# start of RECORDS SUPPLIED

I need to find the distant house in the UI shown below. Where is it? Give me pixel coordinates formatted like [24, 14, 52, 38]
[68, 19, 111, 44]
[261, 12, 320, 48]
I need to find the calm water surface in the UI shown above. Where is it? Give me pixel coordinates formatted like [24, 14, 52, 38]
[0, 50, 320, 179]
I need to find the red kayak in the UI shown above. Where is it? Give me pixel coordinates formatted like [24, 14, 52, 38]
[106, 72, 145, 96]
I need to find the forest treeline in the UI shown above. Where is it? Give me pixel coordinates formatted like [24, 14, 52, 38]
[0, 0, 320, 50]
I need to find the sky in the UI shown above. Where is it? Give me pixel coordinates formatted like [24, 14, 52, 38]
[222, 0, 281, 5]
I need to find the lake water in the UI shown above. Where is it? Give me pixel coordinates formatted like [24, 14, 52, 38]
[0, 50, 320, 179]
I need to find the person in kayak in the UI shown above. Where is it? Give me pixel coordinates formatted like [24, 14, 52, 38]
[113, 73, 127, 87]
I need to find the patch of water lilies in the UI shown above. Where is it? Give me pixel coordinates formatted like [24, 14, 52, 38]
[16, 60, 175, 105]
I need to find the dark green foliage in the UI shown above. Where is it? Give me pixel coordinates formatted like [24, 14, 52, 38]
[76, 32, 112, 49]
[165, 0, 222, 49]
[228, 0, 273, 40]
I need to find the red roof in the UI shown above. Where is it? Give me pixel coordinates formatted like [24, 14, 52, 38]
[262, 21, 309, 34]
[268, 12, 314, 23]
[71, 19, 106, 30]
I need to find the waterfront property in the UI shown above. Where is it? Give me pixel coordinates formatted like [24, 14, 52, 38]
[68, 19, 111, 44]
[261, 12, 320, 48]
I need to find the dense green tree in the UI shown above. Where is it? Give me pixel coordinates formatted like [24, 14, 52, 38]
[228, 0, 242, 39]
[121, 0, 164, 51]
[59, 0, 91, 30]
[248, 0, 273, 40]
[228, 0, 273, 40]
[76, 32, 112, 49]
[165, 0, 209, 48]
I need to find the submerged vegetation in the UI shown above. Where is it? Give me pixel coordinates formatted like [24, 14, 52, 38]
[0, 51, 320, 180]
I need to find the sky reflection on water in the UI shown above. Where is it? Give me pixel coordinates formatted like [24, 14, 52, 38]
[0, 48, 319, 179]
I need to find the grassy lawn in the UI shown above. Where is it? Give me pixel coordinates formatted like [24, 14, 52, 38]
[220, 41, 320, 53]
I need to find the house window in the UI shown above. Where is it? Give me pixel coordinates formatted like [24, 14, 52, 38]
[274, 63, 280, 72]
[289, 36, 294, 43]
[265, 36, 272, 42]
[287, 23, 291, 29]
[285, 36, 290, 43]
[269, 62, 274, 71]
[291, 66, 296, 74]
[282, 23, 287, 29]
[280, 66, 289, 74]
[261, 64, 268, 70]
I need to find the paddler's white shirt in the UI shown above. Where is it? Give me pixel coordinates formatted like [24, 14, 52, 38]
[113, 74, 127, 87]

# end of RECORDS SUPPLIED

* [EXERCISE INSTRUCTIONS]: Reproduce every one of the items above verbatim, from the first through the last.

* [TASK SOLUTION]:
I need to find the distant house in the UI shown below. Where is it? Give me pixel coordinates formatted like [24, 14, 52, 38]
[68, 19, 111, 44]
[261, 12, 320, 48]
I need to find the calm water surface in the UI shown above. Where is it? Give me pixel coordinates formatted like [24, 14, 52, 38]
[0, 50, 320, 179]
I need to find the red kayak in the UI shown above. Where is it? Give me pixel coordinates formatted like [24, 14, 52, 38]
[106, 72, 145, 96]
I need to find the forest treeline in the UI shown above. Where is it? Give me pixel coordinates formatted like [24, 14, 52, 38]
[0, 0, 320, 50]
I need to find the sky in the UI shown above. Where is it? Give me pixel coordinates formatted like [24, 14, 52, 38]
[222, 0, 281, 5]
I need to find the lake water in the UI shown above. Where is it? Give me pixel coordinates formatted like [24, 14, 52, 38]
[0, 50, 320, 179]
I need to find the person in kayak in the UI shown above. Where is it? Give me pixel coordinates formatted like [24, 14, 52, 38]
[113, 73, 127, 87]
I need to find the patch of water lilies in the UI shown above. Where is it? Give me pixel coordinates formatted like [24, 14, 52, 38]
[16, 60, 175, 105]
I need to find the dark green foliage in the UI shown above. Where is it? Give me pixel coordinates formatted like [24, 14, 52, 38]
[76, 32, 112, 49]
[165, 0, 222, 49]
[228, 0, 273, 40]
I need to find the red roof in the UI shown above. Where is it? Give me pixel coordinates formatted like [24, 14, 52, 38]
[262, 21, 309, 34]
[268, 12, 314, 23]
[71, 19, 106, 30]
I need to find the waterfront property in the UI shown above. Where is it? Give me pixel coordinates formatted like [24, 14, 52, 38]
[68, 19, 111, 44]
[261, 12, 320, 48]
I need to find the dense green tree in the UI shown above. Where is it? Give me pixel coordinates formatted like [24, 14, 52, 38]
[228, 0, 242, 39]
[121, 0, 164, 51]
[59, 0, 91, 30]
[248, 0, 273, 40]
[228, 0, 273, 40]
[76, 32, 112, 49]
[165, 0, 209, 48]
I need to find the submerged vegetation in the UI shown above. Where is it? Give me pixel coordinates formatted like [24, 14, 52, 38]
[0, 51, 320, 180]
I need to find the sky reflection on water in the UI shown above. Where is it? Give me pixel coordinates formatted like [24, 14, 52, 38]
[0, 48, 319, 179]
I need to find the grassy lawn in the UI shown above. Where is it? Give me pixel coordinates formatted like [24, 14, 52, 38]
[220, 41, 320, 53]
I need to find the house window in the UI shown above. Where is it? Give me pixel coordinates formatted like [24, 14, 52, 38]
[274, 63, 280, 72]
[289, 36, 294, 43]
[265, 36, 272, 42]
[287, 23, 291, 29]
[285, 36, 290, 43]
[269, 62, 274, 71]
[291, 66, 296, 74]
[282, 23, 287, 29]
[280, 66, 289, 74]
[261, 64, 268, 70]
I need to find the paddler's white shirt in the UI shown above. Where is it? Give me pixel coordinates formatted like [24, 14, 52, 38]
[113, 74, 127, 87]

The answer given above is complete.